* Task instructions *
Without skipping anything, print all of the data exactly.

* Saved data entries *
+---+

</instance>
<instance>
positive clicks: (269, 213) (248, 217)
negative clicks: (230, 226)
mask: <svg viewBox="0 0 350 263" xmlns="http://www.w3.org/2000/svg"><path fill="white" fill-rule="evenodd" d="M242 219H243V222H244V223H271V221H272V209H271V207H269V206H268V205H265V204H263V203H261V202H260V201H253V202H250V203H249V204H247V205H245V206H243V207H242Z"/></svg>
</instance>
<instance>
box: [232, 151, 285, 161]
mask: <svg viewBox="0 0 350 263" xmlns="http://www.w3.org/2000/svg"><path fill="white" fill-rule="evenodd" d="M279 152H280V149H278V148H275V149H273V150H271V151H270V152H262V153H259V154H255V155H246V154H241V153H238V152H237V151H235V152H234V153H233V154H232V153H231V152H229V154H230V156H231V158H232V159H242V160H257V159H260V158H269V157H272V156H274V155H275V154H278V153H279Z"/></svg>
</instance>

+---+

* Exercise answer *
</instance>
<instance>
positive clicks: (269, 213) (248, 217)
negative clicks: (230, 226)
mask: <svg viewBox="0 0 350 263" xmlns="http://www.w3.org/2000/svg"><path fill="white" fill-rule="evenodd" d="M242 219H243V222H244V223H271V221H272V209H271V207H269V206H268V205H265V204H263V203H261V202H260V201H253V202H250V203H249V204H247V205H245V206H243V207H242Z"/></svg>
</instance>
<instance>
box: [232, 151, 285, 161]
mask: <svg viewBox="0 0 350 263" xmlns="http://www.w3.org/2000/svg"><path fill="white" fill-rule="evenodd" d="M279 152H280V149H278V148H275V149H273V150H271V151H270V152H262V153H259V154H255V155H246V154H241V153H238V152H237V151H235V152H234V153H233V154H232V153H231V152H229V154H230V156H231V158H232V159H242V160H257V159H260V158H269V157H272V156H274V155H275V154H278V153H279Z"/></svg>
</instance>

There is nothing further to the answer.